◆ 課題 A ◆
記録の中から「sunflower」という語を含む行を探し、すべて書き写すこと。
◆ 課題 B ◆
敗戦の日と靖国参拝を論じた文章を、最後の文の後から書き続けること。

◆ 抽出テキスト ◆
★ ★ ★

「皆さん、お盆もステイホームで」 ー でも、コロナ担当大臣は別、靖国参拝は例外
(2021年8月14日)
明日8月15日が敗戦の日である。76年前に国民が敗戦を知らされた日は、文字どおり新国家誕生の日。あるいは、神権天皇制の欺瞞の上に築かれていた旧体制を清算しての新生日本再出発の日。私たちの国の歴史の転換と、新生日本の成り立ちの原理を噛みしめ考えなければならない。
しかし、例年8月15日は、戦後長く続く保守政権とそれを支える勢力の復古の願望をアピールする日となっている。その象徴が、靖国神社への政府要人の参拝である。
靖国とは、天皇の神社であり、軍国神社であり、侵略の神社である。合祀されている祭神は、天皇が唱道する戦争で、天皇の将兵として戦い、天皇のために命を捧げた人物の霊である。これを英霊として尊崇する「靖国の思想」とは、天皇も戦争も侵略も美化するものにほかならない。

★ ★ ★

◆ 記録一覧 ◆
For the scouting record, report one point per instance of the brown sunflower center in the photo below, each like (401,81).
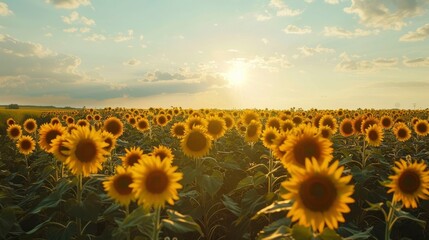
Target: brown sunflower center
(86,150)
(122,184)
(196,142)
(156,182)
(307,147)
(409,181)
(318,193)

★ ★ ★

◆ 解答 A ◆
For the scouting record, report one point per instance of the brown sunflower center in the photo below, each like (401,81).
Target: brown sunflower center

◆ 解答 B ◆
憲法20条が定める政教分離における、「政」とは国家と地方自治体を含むすべての公権力機関を言い、「教」とは形式上は宗教一般のこと。しかし、政治権力と分離を求められている宗教とは、何よりも天皇の祖先を神とし天皇自身を現人神とする荒唐無稽な「天皇教」(国家神道)を意味するもの。政府の要人が、「天皇教」(国家神道)の軍国主義を象徴する靖国との関わりを持ってはならないのだ。
にもかかわらず、安倍政権も菅政権も、折りあらば隙あらば、靖国に参拝したくて仕方がない。これは、日本国憲法の理念を理解しようという姿勢がないからだけではなく、支持勢力が右派に偏っているからなのだ。
今年はどうだろうか。報道では菅義偉自身の参拝はないようだ。また、超党派の議員連盟「みんなで靖国神社に参拝する国会議員の会」は、今年もコロナ蔓延に配慮して一斉参拝を見送るという。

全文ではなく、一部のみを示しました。